● Coordinate annotation entries:
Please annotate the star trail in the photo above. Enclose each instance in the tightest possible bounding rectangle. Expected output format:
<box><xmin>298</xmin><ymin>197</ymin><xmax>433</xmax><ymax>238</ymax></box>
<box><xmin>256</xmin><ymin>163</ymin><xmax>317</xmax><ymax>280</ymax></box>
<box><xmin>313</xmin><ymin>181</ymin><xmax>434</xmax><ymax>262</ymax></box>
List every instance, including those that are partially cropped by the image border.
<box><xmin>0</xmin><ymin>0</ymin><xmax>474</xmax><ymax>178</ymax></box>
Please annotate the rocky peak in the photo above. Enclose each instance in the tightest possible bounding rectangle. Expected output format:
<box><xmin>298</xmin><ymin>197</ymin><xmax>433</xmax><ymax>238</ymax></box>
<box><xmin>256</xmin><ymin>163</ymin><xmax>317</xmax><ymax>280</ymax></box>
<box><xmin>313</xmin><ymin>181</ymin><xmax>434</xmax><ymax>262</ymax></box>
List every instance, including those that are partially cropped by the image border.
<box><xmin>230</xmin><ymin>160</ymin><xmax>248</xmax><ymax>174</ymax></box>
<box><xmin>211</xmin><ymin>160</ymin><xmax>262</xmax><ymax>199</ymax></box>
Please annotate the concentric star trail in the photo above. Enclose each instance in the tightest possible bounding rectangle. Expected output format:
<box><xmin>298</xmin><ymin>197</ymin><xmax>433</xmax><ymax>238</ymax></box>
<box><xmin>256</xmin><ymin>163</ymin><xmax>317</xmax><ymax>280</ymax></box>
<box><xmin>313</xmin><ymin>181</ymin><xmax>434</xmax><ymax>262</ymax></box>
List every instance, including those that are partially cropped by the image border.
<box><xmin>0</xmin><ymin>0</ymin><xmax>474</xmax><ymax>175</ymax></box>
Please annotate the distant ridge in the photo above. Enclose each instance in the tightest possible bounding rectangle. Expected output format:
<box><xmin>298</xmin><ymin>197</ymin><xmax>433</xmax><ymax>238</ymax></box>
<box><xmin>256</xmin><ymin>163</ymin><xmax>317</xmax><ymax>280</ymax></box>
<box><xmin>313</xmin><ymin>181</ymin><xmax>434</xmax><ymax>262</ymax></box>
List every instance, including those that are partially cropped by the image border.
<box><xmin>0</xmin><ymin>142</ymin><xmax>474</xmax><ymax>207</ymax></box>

● EXERCISE GOAL: Rewrite every one of the entries above, changing "tightest possible" to "smallest possible" wherever it occurs and keeping everything else the same.

● FINAL RESULT:
Please annotate the star trail in the photo above. Enclose each instance in the smallest possible bounding rectangle. Expected output format:
<box><xmin>298</xmin><ymin>197</ymin><xmax>433</xmax><ymax>238</ymax></box>
<box><xmin>256</xmin><ymin>163</ymin><xmax>317</xmax><ymax>280</ymax></box>
<box><xmin>313</xmin><ymin>181</ymin><xmax>434</xmax><ymax>262</ymax></box>
List every instance, including those that are partially cropped by the image border.
<box><xmin>0</xmin><ymin>0</ymin><xmax>474</xmax><ymax>178</ymax></box>
Please annotate the rocky peak in the photo above. Enclose each instance in the smallest possible bounding rectangle. Expected output format:
<box><xmin>298</xmin><ymin>197</ymin><xmax>433</xmax><ymax>238</ymax></box>
<box><xmin>256</xmin><ymin>163</ymin><xmax>317</xmax><ymax>280</ymax></box>
<box><xmin>313</xmin><ymin>181</ymin><xmax>434</xmax><ymax>262</ymax></box>
List every instance, including those that are partially cropped by the image border.
<box><xmin>230</xmin><ymin>160</ymin><xmax>248</xmax><ymax>174</ymax></box>
<box><xmin>211</xmin><ymin>160</ymin><xmax>262</xmax><ymax>199</ymax></box>
Please annotate the concentric star trail in the photo above. Enclose each instance in the smallest possible bounding rectangle. Expected output format:
<box><xmin>298</xmin><ymin>197</ymin><xmax>433</xmax><ymax>238</ymax></box>
<box><xmin>256</xmin><ymin>163</ymin><xmax>317</xmax><ymax>280</ymax></box>
<box><xmin>313</xmin><ymin>181</ymin><xmax>434</xmax><ymax>262</ymax></box>
List every instance, including those that are partially cropped by the image border.
<box><xmin>0</xmin><ymin>0</ymin><xmax>474</xmax><ymax>175</ymax></box>
Please annotate the distant ridge in the photo above. Enclose each instance in the smallest possible bounding rectangle. Expected output format:
<box><xmin>298</xmin><ymin>197</ymin><xmax>433</xmax><ymax>238</ymax></box>
<box><xmin>256</xmin><ymin>163</ymin><xmax>317</xmax><ymax>280</ymax></box>
<box><xmin>313</xmin><ymin>181</ymin><xmax>434</xmax><ymax>262</ymax></box>
List every instance, including those that are partially cropped by the image border.
<box><xmin>0</xmin><ymin>142</ymin><xmax>474</xmax><ymax>207</ymax></box>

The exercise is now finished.